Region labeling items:
◇ ◇ ◇
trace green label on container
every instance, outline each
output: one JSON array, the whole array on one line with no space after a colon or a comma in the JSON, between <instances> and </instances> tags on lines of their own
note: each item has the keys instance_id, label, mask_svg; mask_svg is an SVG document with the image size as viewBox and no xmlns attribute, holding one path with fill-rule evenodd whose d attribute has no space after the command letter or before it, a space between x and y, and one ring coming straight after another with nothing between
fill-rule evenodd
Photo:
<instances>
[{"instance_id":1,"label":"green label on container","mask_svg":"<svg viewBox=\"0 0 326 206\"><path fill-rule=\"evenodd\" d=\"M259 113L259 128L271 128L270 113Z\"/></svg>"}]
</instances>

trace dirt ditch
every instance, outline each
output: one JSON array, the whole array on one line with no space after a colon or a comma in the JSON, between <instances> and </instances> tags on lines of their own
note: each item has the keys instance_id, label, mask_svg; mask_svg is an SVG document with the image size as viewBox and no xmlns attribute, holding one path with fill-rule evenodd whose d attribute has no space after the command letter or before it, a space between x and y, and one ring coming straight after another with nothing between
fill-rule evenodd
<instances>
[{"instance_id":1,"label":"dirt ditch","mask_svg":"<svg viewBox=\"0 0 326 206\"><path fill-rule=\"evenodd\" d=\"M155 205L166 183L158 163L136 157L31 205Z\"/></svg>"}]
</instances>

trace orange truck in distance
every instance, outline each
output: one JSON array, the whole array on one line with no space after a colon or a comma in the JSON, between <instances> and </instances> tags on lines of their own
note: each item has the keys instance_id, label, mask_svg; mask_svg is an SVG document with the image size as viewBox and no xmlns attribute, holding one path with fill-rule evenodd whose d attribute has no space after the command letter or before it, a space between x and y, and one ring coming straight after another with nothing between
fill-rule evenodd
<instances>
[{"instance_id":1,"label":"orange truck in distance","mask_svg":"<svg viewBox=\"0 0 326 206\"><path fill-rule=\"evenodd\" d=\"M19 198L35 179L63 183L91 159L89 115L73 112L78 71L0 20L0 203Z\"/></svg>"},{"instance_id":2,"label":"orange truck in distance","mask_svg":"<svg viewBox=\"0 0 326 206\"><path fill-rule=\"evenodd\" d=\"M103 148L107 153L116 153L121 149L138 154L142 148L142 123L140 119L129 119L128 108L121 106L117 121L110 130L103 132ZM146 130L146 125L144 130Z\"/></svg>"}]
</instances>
◇ ◇ ◇
Your task: Can you render all of the material above as a Markdown table with the columns Row and Line, one numbered row per line and blank lines left out?

The completed task:
| Row | Line |
|---|---|
| 1 | trace green label on container |
| 2 | every instance, outline each |
| 3 | output: one JSON array, the whole array on one line with no space after a colon or a comma in the JSON, between <instances> and </instances> tags on lines of their own |
| 4 | note: each item has the keys instance_id, label, mask_svg; mask_svg is an SVG document with the image size as viewBox and no xmlns attribute, holding one path with fill-rule evenodd whose d attribute has no space after the command letter or before it, a space between x and y, and one ring coming straight after another with nothing between |
| 5 | fill-rule evenodd |
| 6 | Photo: |
| 7 | <instances> |
| 8 | [{"instance_id":1,"label":"green label on container","mask_svg":"<svg viewBox=\"0 0 326 206\"><path fill-rule=\"evenodd\" d=\"M259 113L259 128L271 128L270 113Z\"/></svg>"}] |
| 9 | </instances> |
| 10 | trace dirt ditch |
| 11 | every instance, outline each |
| 12 | output: one JSON array, the whole array on one line with no space after a colon or a comma in the JSON, between <instances> and </instances> tags on lines of their own |
| 13 | note: each item has the keys instance_id, label, mask_svg; mask_svg is an SVG document with the image size as viewBox and no xmlns attribute, holding one path with fill-rule evenodd whose d attribute has no space after the command letter or before it, a space between x and y, and one ring coming straight after another with nothing between |
| 14 | fill-rule evenodd |
| 15 | <instances> |
| 16 | [{"instance_id":1,"label":"dirt ditch","mask_svg":"<svg viewBox=\"0 0 326 206\"><path fill-rule=\"evenodd\" d=\"M155 205L166 183L158 163L136 157L31 205Z\"/></svg>"}] |
| 17 | </instances> |
| 18 | trace orange truck in distance |
| 19 | every instance, outline each |
| 20 | output: one JSON array, the whole array on one line with no space after a colon or a comma in the JSON, between <instances> and </instances> tags on lines of their own |
| 21 | note: each item has the keys instance_id, label, mask_svg; mask_svg is an SVG document with the image size as viewBox and no xmlns attribute, holding one path with fill-rule evenodd whose d attribute has no space after the command letter or before it, a space between x and y, and one ring coming straight after another with nothing between |
| 22 | fill-rule evenodd |
| 23 | <instances> |
| 24 | [{"instance_id":1,"label":"orange truck in distance","mask_svg":"<svg viewBox=\"0 0 326 206\"><path fill-rule=\"evenodd\" d=\"M19 198L35 179L63 183L91 159L89 115L73 112L78 71L0 20L0 203Z\"/></svg>"},{"instance_id":2,"label":"orange truck in distance","mask_svg":"<svg viewBox=\"0 0 326 206\"><path fill-rule=\"evenodd\" d=\"M103 148L107 153L116 153L121 149L138 154L142 148L142 123L140 119L129 119L128 108L121 106L117 121L110 130L103 132ZM146 130L146 125L144 130Z\"/></svg>"}] |
| 25 | </instances> |